* Start PAGE EXCERPT *
The Fleetingness of MinistryAs empowered as any ministry of the Holy Spirit may be, the fact is that all ministry eventually ceases. No ministry through mortals lasts forever. The Spirit’s mortal ministry is not the essence of eternal life, which again is found only through the indwelling impartation of the seed of the Father. Even Jesus recognized this limitation on His own ministry when He said, “Walk in the light while you have the light” and “Me you will not have always.”
As I keep aging, I take special note of cemeteries whenever I pass by them. I ask myself, “These all had their time here already, but where are they now? It’s possible I may be joining them. Did any of them know the Lord? Were any of them ministers?”
The ministers end up in the same place as everyone else—in the ground. Their ministries cease with them. And their movements, however “great,” if they indeed led any, begin to fade as soon as they are gone, eventually to blandly blend into the religious cultural landscape. So it has been with every “move” or “revival” of the Spirit on mortal men.
I now have over a half century’s engagement with ministry. I remember my zeal in following one or another major ministry or movement. In each season, I was earnestly convinced of the “critical nation-changing” or “kingdom impacting” importance of what I was engaging or who I was following. Yet later, or increasingly sooner, I would find that its air would dissipate, and not infrequently in dishonor.
“Where are they now?” I ask myself. “…teachers, healers, faith-miracle workers, prophets, apostles who were household and even national names…Were some of them even really born again?” Even now the most prominent of my youthful generation descend into the dust—Charles Stanley, Pat Robertson, Jack Hayford, Loren Cunningham—just this year (2023).
This truth of ministry’s ephemerality should force us to self-check our unqualified engagement with, devotion to and expectation from it. Yet it’s from this lifelong vantage I now observe this ministerial obsession among the next generation and even still among some of the elderly who should have learned better by now. Yes, the Spirit is still quite at work, but not in the way imagined when it comes to ministry through clay. His is most truly a work of internal preparation. But our engrossment with ministry actually nullifies our readiness for the eternal—competing with and even prohibiting our entrance into the real immortal kingdom at hand.
* End PAGE EXCERPT *
GIVEN PROBLEM: Extend the reflection on the fleetingness of ministry past its final sentence, keeping its first-person voice and its argument.
* Start DATASET SECTION *
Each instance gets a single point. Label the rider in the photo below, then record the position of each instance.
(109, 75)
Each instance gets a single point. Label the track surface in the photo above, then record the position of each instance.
* End DATASET SECTION *
SOLVED PROBLEM:
The “Uselessness” of MinistryJesus was extremely aware of the power of ministry to establish itself as our source of identity and pride in place of Him. He was wary of the potential negative effects that the Spirit’s anointing could have on His disciples in course of entrusting them with it. To that end He said to them,
“So you too, when you do all the things which were commanded you, say, ‘We are unworthy slaves; we have done only that which we ought to have done.’” Lk. 17:10
The Greek word translated here as “unworthy” (or as “unprofitable” in other translations) at its root means “useless” as in the sense of “not needed.” That is to say, Jesus was not commenting on the worth of the disciples’ inner being, but rather on their utilitarian necessity to what they were doing under His empowering authority. He was in effect telling them to say, “We are not necessary to what we have done. He could have done this without us.”
That is the truth about our relationship to the ministerial power of the Holy Spirit. The fact that He ministers through us is immaterial. He doesn’t need us. He could do it Himself or through anyone else. Therefore we are not to think of ourselves as particularly “special” or “indispensable” as ministerial vessels of His power nor therefore to make ourselves the face of His ministry as a result. We aren’t needed. We aren’t “vital” or “critical” to any “movement” or “revival” or any work of God.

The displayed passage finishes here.